+++ DATA SHOWN

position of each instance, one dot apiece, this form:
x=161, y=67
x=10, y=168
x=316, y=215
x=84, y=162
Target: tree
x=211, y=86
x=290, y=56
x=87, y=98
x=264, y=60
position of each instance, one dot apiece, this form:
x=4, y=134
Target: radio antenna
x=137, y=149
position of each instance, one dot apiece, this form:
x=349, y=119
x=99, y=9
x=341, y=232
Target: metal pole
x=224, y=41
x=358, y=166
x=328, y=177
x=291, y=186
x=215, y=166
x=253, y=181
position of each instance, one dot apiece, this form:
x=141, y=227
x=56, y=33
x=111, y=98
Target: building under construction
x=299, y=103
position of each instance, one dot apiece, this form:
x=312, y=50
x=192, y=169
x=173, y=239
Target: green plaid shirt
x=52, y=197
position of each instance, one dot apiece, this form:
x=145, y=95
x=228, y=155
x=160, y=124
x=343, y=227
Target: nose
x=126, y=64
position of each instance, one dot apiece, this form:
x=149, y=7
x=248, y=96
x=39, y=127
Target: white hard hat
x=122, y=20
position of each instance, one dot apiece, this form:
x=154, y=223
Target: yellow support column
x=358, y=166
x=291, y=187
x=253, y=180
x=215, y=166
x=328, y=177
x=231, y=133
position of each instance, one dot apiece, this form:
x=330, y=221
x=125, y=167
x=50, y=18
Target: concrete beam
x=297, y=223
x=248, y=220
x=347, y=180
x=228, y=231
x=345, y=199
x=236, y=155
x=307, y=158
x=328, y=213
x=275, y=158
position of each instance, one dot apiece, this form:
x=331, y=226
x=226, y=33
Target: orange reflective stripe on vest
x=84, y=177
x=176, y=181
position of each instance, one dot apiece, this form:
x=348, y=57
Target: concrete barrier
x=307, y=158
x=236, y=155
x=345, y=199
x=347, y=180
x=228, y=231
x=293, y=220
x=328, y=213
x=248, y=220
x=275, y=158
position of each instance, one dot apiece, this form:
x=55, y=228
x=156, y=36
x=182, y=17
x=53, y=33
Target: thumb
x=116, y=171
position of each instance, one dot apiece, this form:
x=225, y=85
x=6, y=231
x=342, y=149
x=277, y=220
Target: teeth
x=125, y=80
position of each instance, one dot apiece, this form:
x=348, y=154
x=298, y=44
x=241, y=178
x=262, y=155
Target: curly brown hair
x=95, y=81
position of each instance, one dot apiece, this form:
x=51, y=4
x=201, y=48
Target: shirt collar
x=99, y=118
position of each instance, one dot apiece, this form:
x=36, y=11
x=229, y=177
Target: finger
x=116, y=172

++++++

» SET PROBLEM
Gather each line of the records above that contains the word "shirt".

» REPLY
Target: green plaid shirt
Target: shirt collar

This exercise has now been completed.